BEGIN

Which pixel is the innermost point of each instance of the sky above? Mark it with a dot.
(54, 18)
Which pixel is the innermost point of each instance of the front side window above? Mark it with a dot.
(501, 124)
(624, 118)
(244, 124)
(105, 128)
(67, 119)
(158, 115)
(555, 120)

END

== WORK INSTRUCTION ==
Restate the listing above in full, exactly.

== ANSWER TO THE PROBLEM ==
Which pixel is the innermost point of each instance of the sky above? Mark it with a dot.
(54, 18)
Which pixel is the innermost point of each instance of the front side window above? Mark it with a dot.
(501, 124)
(624, 118)
(244, 124)
(105, 128)
(67, 119)
(158, 115)
(555, 120)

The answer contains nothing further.